## DOCUMENT SEGMENT
"""
Azerbaijani playwright, journalist and author

Suleyman Sani Rzagulu bey oghlu Akhundov (Süleyman Sani Rzaqulu bəy oğlu Axundov; 3 October 1875 – 29 March 1939), was an Azerbaijani playwright, journalist, author, and teacher. He chose the name Sani (Arabic for "the second") to distinguish himself from his namesake, Mirza Fatali Akhundov.

==Life and contributions==
Akhundov was born to a noble family in Shusha (then part of the Russian Empire) and graduated from the Transcaucasian Teachers Seminary (present-day Gori, Georgia) in 1894. He was involved in teaching and journalism for the rest of his life. He was the co-author of the Azeri language textbook İkinci il ("The Second Year"), which was published in 1906. After Sovietization he served as Minister of Education of Azerbaijani SSR's Nagorno-Karabakh Autonomous Oblast for a short period of time. In 1922, Suleyman Sani Akhundov was chosen the first chairman of the Union of Writers and Poets of Azerbaijan. In 1932, he was awarded an honorary title of the Hero of Labour for his merits in literary and pedagogical activity. Between 1920 and 1930, he was chosen as a member of the Baku Soviet, probationary member of the Executive Committee of Baku, and mesehver of the Central Executive Committee of the Azerbaijan SSR.
"""
## DATA SHOWN
"""
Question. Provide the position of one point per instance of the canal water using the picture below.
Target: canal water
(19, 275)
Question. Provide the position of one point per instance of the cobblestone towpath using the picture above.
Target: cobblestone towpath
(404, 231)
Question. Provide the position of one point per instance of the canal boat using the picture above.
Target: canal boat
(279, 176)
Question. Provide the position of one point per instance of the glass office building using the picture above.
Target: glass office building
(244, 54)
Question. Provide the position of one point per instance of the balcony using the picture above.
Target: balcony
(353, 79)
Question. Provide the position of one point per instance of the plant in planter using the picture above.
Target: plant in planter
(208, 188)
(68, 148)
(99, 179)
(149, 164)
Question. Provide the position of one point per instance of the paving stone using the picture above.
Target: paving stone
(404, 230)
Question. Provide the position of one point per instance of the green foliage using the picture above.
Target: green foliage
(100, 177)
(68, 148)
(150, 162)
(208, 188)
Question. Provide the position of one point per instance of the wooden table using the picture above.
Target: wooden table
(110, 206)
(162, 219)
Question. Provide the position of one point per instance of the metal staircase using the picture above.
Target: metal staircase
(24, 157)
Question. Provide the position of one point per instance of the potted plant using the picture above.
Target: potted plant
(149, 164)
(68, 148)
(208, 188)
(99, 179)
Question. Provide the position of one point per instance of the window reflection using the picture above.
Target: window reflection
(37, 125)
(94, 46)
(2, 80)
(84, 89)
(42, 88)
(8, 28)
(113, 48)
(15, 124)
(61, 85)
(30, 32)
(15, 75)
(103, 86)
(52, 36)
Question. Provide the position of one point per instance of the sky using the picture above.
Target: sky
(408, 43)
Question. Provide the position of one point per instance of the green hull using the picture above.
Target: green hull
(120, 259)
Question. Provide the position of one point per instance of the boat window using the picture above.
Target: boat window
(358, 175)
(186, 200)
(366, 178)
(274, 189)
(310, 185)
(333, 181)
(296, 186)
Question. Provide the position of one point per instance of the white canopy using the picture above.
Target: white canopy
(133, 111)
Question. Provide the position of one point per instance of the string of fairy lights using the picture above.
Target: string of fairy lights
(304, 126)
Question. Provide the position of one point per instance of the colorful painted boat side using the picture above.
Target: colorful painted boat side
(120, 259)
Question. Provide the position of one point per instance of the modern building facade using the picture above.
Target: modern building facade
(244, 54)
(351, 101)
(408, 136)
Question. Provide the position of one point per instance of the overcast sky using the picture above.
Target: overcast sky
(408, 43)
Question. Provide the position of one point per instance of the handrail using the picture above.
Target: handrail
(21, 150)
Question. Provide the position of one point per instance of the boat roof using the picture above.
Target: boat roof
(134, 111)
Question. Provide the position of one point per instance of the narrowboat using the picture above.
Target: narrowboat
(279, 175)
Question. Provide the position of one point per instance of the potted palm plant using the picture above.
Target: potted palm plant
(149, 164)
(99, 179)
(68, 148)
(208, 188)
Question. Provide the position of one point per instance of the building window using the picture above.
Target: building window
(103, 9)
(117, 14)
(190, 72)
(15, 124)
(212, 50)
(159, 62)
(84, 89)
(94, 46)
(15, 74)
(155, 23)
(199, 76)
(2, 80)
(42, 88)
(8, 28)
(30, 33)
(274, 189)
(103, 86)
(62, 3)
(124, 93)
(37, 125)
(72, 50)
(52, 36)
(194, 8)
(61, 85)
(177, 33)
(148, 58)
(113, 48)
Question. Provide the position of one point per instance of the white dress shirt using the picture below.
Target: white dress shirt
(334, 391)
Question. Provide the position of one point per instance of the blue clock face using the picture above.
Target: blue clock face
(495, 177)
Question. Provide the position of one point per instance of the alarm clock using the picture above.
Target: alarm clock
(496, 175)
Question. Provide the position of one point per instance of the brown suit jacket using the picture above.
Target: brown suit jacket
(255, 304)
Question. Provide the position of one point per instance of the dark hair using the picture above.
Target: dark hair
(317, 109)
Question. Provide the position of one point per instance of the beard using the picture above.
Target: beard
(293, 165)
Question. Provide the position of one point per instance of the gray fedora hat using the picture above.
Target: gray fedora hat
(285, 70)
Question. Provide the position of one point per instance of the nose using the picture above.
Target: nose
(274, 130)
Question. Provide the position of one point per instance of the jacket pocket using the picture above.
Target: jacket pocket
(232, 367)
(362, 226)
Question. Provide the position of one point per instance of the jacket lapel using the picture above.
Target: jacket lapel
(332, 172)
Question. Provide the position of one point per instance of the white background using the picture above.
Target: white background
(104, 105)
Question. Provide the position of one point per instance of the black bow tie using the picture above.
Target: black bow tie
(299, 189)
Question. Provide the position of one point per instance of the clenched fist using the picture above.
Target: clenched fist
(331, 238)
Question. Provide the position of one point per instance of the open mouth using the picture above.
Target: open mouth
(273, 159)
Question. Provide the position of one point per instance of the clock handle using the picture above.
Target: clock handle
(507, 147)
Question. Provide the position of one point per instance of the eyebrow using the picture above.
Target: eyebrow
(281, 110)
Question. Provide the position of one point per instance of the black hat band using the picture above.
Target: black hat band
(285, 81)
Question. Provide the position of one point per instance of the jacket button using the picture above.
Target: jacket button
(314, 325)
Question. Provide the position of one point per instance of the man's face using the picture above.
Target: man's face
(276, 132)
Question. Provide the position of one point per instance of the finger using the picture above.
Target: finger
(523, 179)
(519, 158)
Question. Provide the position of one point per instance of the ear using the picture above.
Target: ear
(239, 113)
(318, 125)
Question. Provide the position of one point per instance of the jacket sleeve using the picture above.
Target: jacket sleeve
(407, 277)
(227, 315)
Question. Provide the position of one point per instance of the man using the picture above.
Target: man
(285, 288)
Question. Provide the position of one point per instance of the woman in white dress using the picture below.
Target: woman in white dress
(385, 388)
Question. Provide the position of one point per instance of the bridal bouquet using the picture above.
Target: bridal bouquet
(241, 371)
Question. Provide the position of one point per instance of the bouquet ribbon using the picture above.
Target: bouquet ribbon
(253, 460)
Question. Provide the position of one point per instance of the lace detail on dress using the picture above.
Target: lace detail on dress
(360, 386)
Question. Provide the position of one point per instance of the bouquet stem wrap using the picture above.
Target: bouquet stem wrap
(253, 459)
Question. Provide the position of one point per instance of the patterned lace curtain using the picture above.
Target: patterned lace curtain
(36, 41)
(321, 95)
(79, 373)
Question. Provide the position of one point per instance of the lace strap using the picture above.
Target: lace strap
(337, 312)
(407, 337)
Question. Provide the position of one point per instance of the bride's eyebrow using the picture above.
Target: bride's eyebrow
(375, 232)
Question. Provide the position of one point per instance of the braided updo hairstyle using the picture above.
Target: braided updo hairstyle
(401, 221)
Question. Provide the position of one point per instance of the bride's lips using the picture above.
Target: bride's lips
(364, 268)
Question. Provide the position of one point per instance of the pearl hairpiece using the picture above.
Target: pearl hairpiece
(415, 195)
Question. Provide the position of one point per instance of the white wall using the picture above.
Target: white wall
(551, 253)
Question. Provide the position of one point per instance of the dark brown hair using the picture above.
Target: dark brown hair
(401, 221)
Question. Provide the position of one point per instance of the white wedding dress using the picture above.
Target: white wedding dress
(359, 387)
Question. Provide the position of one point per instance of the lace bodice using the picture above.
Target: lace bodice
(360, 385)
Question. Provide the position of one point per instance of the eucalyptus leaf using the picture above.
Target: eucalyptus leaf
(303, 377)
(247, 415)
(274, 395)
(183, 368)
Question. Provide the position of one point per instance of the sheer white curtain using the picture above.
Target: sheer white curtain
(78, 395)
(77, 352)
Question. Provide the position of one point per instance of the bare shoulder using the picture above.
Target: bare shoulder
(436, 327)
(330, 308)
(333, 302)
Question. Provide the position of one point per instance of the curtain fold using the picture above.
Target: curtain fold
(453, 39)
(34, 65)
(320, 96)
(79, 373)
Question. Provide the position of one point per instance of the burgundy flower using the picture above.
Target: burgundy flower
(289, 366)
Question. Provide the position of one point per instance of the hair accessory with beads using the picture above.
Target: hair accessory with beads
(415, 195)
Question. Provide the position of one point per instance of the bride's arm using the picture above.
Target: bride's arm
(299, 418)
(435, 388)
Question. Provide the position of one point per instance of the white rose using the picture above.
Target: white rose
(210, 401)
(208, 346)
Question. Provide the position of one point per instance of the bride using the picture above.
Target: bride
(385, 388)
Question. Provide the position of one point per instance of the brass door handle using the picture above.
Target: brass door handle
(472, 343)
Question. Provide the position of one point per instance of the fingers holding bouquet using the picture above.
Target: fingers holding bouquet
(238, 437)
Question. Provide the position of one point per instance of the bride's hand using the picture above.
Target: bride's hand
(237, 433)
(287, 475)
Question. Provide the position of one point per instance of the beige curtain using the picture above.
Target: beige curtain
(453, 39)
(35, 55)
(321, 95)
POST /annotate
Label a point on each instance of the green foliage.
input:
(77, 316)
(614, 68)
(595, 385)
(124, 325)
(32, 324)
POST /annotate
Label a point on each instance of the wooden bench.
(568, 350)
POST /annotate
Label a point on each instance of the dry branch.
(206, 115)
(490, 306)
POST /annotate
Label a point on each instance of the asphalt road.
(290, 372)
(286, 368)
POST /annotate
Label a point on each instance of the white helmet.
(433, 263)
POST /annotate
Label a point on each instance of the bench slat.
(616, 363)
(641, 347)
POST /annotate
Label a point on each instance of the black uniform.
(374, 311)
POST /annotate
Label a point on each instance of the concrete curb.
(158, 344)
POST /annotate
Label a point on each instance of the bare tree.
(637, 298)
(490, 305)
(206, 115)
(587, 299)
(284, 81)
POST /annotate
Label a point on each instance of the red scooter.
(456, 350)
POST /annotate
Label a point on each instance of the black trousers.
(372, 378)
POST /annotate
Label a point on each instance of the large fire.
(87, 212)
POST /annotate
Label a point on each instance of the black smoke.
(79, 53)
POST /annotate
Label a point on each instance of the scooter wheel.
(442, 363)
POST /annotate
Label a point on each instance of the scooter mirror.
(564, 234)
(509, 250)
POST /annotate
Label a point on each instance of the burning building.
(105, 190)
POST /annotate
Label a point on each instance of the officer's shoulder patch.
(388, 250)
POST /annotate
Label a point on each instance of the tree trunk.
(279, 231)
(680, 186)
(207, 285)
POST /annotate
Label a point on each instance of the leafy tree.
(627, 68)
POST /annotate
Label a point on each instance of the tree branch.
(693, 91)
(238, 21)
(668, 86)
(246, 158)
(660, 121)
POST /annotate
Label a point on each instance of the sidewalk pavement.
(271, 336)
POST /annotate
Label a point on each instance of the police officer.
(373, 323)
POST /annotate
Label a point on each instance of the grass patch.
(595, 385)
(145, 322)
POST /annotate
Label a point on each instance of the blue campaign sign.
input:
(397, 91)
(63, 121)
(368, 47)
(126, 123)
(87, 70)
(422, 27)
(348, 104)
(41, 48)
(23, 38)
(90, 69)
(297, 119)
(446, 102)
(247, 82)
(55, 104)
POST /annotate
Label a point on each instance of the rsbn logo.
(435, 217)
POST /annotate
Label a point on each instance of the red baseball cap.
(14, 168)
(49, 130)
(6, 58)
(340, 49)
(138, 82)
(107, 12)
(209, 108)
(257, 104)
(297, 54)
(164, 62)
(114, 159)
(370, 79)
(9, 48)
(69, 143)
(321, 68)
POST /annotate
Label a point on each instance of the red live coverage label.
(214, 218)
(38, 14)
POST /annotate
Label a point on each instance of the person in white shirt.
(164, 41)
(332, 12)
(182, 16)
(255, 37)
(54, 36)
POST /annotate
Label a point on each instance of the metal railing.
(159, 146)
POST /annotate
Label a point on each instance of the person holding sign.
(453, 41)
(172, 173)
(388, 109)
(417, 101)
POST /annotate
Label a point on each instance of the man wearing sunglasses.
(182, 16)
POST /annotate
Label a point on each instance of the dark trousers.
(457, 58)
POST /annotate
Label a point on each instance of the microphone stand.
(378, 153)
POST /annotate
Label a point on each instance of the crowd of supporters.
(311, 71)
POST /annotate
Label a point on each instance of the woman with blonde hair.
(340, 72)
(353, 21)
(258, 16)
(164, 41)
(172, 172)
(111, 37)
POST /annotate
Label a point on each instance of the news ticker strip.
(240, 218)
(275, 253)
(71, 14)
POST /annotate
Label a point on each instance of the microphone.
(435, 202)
"""
## TASK SET
A. List every occupation that the first sentence of the Suleyman Sani Akhundov biography attributes to him.
B. Resume the biography of Suleyman Sani Akhundov after its last sentence.

## RESPONSES TO THE EXERCISE
A. playwright, journalist, author, teacher

B.
==Creativity stories ==
Akhundov's first fictional piece, Tamahkar ("The Greedy One"), was written in 1899. Between 1912 and 1913 he wrote a pentalogy entitled Qorxulu nağıllar ("Scary Stories"), which dealt with the theme of poverty and social inequality and therefore became one of the most popular children books later in the Soviet epoch. Works written by the writer after the 1905 Russian Revolution were concerned with social-political problems, highlighting them from the democratic position. In his works written after 1920 he continued with his criticism of patriarchal norms, social backwardness, and despotism of the ruling class, and describes the expectations of people from the newly established political system. Such works as "Fortune's wheel" (1921), "Falcon's nest" (1921), "Love and revenge" (1922) drama were written by Suleyman Sani Akhundov.

==Legacy==
There's a street named after Suleyman Sani Akhundov in Baku.